──────── Records shown
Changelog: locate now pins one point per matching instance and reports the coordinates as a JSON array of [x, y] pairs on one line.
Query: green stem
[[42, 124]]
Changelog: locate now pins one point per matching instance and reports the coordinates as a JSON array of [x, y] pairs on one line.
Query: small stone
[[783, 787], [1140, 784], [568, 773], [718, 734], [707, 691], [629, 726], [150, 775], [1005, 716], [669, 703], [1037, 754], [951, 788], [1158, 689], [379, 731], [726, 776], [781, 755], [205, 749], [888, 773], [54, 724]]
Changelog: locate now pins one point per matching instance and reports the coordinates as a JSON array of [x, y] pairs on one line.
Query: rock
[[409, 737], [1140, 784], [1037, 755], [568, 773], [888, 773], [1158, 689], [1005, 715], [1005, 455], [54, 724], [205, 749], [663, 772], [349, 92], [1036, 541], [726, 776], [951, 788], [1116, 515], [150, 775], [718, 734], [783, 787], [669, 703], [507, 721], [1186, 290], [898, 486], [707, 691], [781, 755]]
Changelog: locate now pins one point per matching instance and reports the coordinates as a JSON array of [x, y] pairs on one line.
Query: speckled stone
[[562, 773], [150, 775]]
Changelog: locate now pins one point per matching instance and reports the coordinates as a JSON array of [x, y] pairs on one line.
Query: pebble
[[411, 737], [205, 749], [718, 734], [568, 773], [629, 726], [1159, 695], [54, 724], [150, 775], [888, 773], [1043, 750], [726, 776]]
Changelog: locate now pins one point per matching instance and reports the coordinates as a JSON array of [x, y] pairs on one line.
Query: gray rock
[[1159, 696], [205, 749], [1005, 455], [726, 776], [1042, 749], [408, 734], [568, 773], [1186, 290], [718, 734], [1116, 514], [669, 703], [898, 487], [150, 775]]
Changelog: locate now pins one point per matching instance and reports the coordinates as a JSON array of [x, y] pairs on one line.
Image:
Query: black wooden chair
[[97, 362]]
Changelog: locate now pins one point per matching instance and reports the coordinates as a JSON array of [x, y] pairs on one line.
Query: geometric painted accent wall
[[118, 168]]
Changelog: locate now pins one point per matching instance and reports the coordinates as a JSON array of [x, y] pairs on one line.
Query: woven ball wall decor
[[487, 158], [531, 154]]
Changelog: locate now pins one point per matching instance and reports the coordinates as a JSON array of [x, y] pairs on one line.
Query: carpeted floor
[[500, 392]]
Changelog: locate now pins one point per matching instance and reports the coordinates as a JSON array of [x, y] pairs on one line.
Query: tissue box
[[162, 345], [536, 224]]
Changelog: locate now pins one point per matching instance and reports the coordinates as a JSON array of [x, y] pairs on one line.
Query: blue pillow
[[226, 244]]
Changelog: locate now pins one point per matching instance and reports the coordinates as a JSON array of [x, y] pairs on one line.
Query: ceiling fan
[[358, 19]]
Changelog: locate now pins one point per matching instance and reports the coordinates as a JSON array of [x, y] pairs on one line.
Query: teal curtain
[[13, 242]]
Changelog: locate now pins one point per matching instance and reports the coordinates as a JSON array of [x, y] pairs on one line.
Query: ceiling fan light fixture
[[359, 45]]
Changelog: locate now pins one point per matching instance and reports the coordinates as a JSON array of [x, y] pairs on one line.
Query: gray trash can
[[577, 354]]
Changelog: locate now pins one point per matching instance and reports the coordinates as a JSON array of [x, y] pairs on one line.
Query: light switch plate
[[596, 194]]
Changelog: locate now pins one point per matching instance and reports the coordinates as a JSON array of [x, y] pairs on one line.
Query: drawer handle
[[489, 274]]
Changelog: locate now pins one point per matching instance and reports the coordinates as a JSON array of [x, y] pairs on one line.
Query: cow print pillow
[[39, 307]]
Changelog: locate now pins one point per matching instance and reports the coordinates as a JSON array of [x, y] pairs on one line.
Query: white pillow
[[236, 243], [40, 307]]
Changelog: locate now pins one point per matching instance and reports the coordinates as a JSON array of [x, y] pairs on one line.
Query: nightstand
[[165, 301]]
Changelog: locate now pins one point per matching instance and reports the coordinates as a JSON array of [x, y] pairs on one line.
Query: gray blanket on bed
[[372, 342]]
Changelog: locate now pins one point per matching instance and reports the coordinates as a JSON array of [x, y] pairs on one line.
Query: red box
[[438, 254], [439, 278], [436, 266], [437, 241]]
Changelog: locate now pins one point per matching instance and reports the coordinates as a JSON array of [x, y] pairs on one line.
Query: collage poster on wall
────────────────
_Exercise directions_
Output all of the material, please, exactly as it stands.

_Final result_
Changelog: locate now pins one point per matching instance and reports the coordinates as a JSON array of [x, y] pairs on one line.
Query: green stem
[[42, 124]]
Changelog: locate now pins one point per matching instance and reports the coordinates as a JSON array of [x, y] pairs on one line.
Query: small stone
[[783, 787], [1140, 784], [568, 773], [718, 734], [707, 691], [629, 726], [150, 775], [1005, 716], [669, 703], [1037, 754], [951, 788], [1158, 689], [379, 731], [726, 776], [781, 755], [205, 749], [888, 773], [54, 724]]
Changelog: locate now pins one point per matching instance and reports the coordinates as a JSON array of [x, y] pairs on one line.
Query: rock
[[409, 737], [1140, 784], [1037, 755], [568, 773], [888, 773], [1158, 689], [1005, 715], [1005, 455], [54, 724], [205, 749], [663, 772], [349, 92], [1036, 541], [726, 776], [951, 788], [1116, 515], [150, 775], [718, 734], [783, 787], [669, 703], [507, 721], [1186, 290], [898, 486], [707, 691], [781, 755]]
Changelog: locate now pins one point per matching instance and reports the coordinates as a JSON array of [x, y] pairs on one line.
Query: speckled stone
[[562, 773], [150, 775]]
Changelog: locate now pins one point per matching instance and reports the coordinates as a JSON array of [x, y] pairs on one line.
Query: pebble
[[411, 737], [205, 749], [718, 734], [568, 773], [629, 726], [1159, 695], [54, 724], [150, 775], [888, 773], [1043, 750], [726, 776]]
Changelog: locate now pins one point per matching instance and reports the coordinates as a JSON array of [x, y] pairs on one line.
Query: gray rock
[[1159, 696], [205, 749], [1005, 455], [726, 776], [1042, 749], [408, 734], [568, 773], [1186, 290], [718, 734], [1116, 514], [669, 703], [898, 487], [150, 775]]
Changelog: locate now pins one point per matching instance and reports the coordinates as a JSON array of [x, y] pairs on one line.
Image:
Query: black wooden chair
[[97, 362]]
Changelog: locate now pins one point per matching instance and reports the coordinates as a JSON array of [x, y] pairs on one line.
Query: geometric painted accent wall
[[118, 168]]
Changelog: locate now pins one point per matching instance and reports the coordinates as a JSON array of [x, y] pairs on one line.
Query: woven ball wall decor
[[487, 158], [531, 154]]
Changelog: locate now pins one point per matching instance and reports the coordinates as a JSON array of [x, y] pairs on one line.
Query: carpeted floor
[[500, 392]]
Changelog: locate now pins one point per matching instance and reports the coordinates as a JSON array of [x, y] pairs on one line.
Query: tissue box
[[162, 345], [536, 224]]
Changelog: locate now pins one point per matching instance and reports the coordinates as a JSON array of [x, y] pairs on one line.
Query: blue pillow
[[226, 244]]
Changelog: locate now pins one point per matching instance and reports the coordinates as a JSON array of [x, y] pairs on one line.
Query: ceiling fan
[[358, 19]]
Changelog: locate now pins one point per matching instance and reports the coordinates as a JSON array of [x, y] pairs on one line.
Query: teal curtain
[[13, 242]]
Changelog: locate now pins one point per matching instance and reports the coordinates as a JSON array of [x, y] pairs on one line.
Query: ceiling fan light fixture
[[359, 45]]
Changelog: locate now pins one point per matching instance and reports the coordinates as a JSON array of [x, y] pairs on one line.
Query: gray trash can
[[577, 354]]
Changelog: locate now pins one point per matching instance and reports the coordinates as a JSON array of [x, y] pairs on one line.
Query: light switch plate
[[596, 194]]
Changelog: locate now pins one point per matching instance and reports the coordinates as a JSON array of [x, y] pairs on one line.
Query: drawer handle
[[489, 274]]
Changelog: locate now pins one point per matching instance and reports the coordinates as a JSON array of [x, y] pairs on one line.
Query: cow print pillow
[[39, 307]]
Changelog: locate now pins one point per matching instance and reports the coordinates as a JSON array of [x, y] pairs on one line.
Query: white pillow
[[236, 243], [40, 307]]
Changelog: locate now pins one point per matching instance and reports the coordinates as a JSON array of [x, y] pairs on one line.
Query: nightstand
[[165, 301]]
Changelog: locate now pins one point per matching instance and reports the coordinates as a JSON array of [x, y] pairs on one line.
Query: gray blanket on bed
[[372, 342]]
Changelog: locate now pins one point per matching instance and reports the coordinates as a JSON array of [x, y] pairs on one line.
Query: red box
[[438, 254], [439, 278], [436, 266], [437, 241]]
Changelog: locate now pins one point per matching instance and reports the coordinates as a JSON array of [x, y] pairs on one line.
Query: collage poster on wall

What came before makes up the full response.